_THE TASK_. Search the records below for the word "simplified". Pull out each line that has it.

_DATA EXTRACTS_.
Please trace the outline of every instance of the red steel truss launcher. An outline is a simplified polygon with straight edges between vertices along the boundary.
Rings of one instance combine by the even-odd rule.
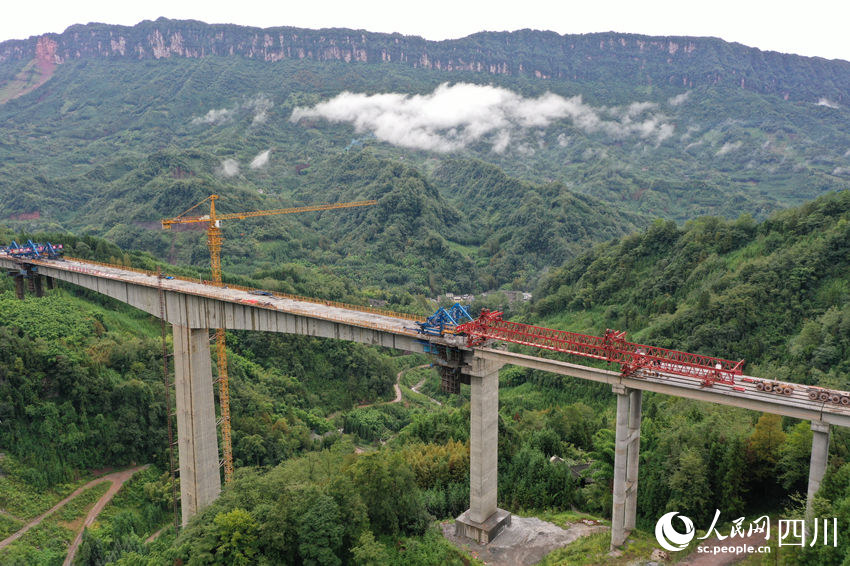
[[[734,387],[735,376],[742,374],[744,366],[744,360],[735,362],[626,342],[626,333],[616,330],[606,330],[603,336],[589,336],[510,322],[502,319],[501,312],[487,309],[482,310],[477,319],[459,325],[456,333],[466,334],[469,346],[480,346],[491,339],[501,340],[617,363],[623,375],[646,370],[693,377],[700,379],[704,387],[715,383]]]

...

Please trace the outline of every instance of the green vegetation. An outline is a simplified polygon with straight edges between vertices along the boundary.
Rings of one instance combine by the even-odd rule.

_ANSWER SECTION_.
Please trace the outline of every instance of the red steel truss launcher. An outline is a simplified polygon with straight edges between vertices along the boundary.
Please trace the outline of every instance of the green vegetation. An outline is a simplified polygon with straight edges between vertices along the boundary.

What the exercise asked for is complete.